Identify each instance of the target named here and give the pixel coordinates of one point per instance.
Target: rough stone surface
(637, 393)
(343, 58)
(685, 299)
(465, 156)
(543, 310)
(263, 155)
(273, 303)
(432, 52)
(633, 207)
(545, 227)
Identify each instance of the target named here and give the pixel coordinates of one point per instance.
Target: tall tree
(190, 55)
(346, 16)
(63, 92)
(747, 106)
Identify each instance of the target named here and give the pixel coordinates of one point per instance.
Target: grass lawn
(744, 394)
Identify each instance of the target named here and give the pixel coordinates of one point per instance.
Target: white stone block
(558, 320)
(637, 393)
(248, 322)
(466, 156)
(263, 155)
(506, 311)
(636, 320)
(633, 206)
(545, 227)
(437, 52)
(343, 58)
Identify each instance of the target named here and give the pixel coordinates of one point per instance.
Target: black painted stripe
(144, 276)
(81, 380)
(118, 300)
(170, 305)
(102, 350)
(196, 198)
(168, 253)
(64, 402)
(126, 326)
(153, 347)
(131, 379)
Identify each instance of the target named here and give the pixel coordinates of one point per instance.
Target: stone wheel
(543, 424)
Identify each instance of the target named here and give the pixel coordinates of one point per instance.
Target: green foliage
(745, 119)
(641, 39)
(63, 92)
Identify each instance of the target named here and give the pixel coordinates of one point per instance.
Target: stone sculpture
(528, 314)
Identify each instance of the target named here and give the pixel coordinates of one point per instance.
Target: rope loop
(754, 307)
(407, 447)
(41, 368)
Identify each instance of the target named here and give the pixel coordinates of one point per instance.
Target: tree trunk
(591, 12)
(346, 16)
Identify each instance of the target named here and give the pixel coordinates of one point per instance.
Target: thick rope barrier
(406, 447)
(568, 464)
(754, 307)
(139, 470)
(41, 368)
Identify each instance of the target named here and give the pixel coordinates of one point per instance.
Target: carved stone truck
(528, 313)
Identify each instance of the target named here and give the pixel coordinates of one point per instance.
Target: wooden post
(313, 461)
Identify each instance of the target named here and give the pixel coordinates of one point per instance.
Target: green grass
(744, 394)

===

# BRIEF
Please reproduce every line of the material word for word.

# SOLVED EXERCISE
Identify each instance of the target named here and give the pixel coordinates of one point per instance.
Target: rough stone surface
(637, 393)
(343, 58)
(685, 299)
(465, 156)
(543, 310)
(263, 155)
(273, 303)
(432, 52)
(633, 207)
(545, 227)
Identify each instance of the target named here and give the pixel coordinates of one point per instance.
Target: tall tree
(190, 55)
(346, 16)
(63, 92)
(747, 106)
Identify each instance of the target named here and give the pixel coordinates of one point per instance.
Target: grass lawn
(744, 394)
Identify each instance of the target named here and give the pixel coordinates of one point per instance.
Target: white stone block
(558, 320)
(637, 393)
(248, 322)
(466, 156)
(263, 155)
(506, 311)
(636, 320)
(633, 206)
(545, 227)
(437, 52)
(343, 58)
Identify each instance of the target named here and give the pixel coordinates of one point per instance.
Target: black painted stripe
(144, 276)
(81, 380)
(118, 300)
(170, 305)
(102, 350)
(196, 198)
(168, 253)
(64, 402)
(126, 326)
(153, 347)
(131, 379)
Identify each instance of the target named here and give the pixel coordinates of one point per instance.
Target: stone wheel
(543, 424)
Identify each instance of the target named here and give the pixel coordinates of one point per instance.
Target: green foliage
(745, 119)
(641, 39)
(63, 92)
Identify each instance of the target named here and give the pixel coordinates of one point per instance.
Target: stone sculpture
(528, 314)
Identify each instance of the target named here and give the pixel coordinates of one point per instance.
Target: rope loop
(754, 307)
(407, 447)
(41, 368)
Identify each instance of the target named here and give the pixel coordinates of one point per instance.
Target: tree trunk
(591, 12)
(346, 16)
Identify each instance of the target named here and give the pixel coordinates of one point per instance.
Target: thick rope barrier
(406, 447)
(568, 464)
(754, 307)
(139, 470)
(41, 368)
Identify each instance of the target named here and give the pixel coordinates of one point per instance.
Target: carved stone truck
(528, 313)
Identify each instance of the target named here and give the pixel coordinates of one point per instance.
Target: wooden post
(313, 461)
Identify each instance of the target named here and give the pixel coordinates of one point per instance.
Target: green grass
(744, 394)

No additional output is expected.